▶ Data supplied:
________________________
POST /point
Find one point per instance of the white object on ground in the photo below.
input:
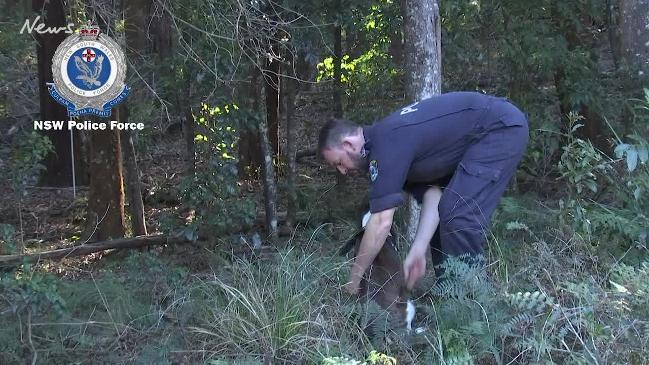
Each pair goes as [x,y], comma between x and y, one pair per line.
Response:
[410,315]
________________________
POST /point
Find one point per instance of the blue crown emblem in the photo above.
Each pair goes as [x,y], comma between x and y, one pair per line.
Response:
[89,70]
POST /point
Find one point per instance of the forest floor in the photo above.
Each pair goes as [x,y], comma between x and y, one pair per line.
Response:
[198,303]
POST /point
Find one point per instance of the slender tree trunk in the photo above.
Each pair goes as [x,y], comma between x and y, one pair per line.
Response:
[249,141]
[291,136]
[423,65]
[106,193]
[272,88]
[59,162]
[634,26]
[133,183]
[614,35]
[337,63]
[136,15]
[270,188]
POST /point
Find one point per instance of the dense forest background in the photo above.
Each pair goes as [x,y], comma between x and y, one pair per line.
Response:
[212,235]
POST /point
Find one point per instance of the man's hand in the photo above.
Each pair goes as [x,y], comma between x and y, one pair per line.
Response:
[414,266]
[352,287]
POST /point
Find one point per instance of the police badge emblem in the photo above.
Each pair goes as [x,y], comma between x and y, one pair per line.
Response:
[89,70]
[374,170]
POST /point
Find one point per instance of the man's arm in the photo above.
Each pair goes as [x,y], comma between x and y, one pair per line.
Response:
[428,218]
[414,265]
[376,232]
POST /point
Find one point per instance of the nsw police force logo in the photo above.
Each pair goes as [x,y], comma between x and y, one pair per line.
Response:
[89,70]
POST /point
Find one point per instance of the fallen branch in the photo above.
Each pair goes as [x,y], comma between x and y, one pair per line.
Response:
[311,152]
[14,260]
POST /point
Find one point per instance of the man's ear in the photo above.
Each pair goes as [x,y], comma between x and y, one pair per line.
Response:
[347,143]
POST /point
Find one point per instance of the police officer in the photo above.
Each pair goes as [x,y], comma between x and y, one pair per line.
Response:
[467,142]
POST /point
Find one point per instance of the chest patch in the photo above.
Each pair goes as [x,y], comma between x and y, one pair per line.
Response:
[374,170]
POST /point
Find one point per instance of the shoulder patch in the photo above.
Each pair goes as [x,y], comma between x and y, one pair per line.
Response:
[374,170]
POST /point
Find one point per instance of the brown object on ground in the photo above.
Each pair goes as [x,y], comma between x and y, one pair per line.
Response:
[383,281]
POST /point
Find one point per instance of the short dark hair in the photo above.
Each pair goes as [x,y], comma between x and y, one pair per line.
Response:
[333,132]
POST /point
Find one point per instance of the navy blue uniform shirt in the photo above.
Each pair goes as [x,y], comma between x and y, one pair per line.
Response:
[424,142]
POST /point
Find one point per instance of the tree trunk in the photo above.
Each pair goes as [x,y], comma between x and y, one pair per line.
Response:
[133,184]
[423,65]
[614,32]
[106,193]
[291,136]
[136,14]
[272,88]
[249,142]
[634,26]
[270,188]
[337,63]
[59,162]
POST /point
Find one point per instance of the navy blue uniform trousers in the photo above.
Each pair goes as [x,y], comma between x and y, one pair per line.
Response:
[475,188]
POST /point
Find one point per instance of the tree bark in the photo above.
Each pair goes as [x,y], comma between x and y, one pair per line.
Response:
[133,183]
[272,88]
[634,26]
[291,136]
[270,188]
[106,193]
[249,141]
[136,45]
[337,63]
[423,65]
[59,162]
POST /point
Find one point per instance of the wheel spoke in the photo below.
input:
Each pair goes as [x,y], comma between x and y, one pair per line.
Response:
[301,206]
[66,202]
________________________
▶ Directions for this task:
Working from the material above, restate word for word the lines between the line with "Find one point per instance of the brown" and the line with "Find one point per instance of the navy blue uniform shirt", both included, and only those.

▶ Result for this exercise:
Find one point per instance of the brown object on ground in the photo above.
Each pair goes as [x,y], comma between x and y, one pair per line.
Response:
[383,281]
POST /point
Find one point per instance of the short dark hair in the photo above.
Each pair goes as [x,y], comma between x and y, one pair per line.
Response:
[333,132]
POST /point
Find one point per instance of the navy blue uniform shirt in the photo above.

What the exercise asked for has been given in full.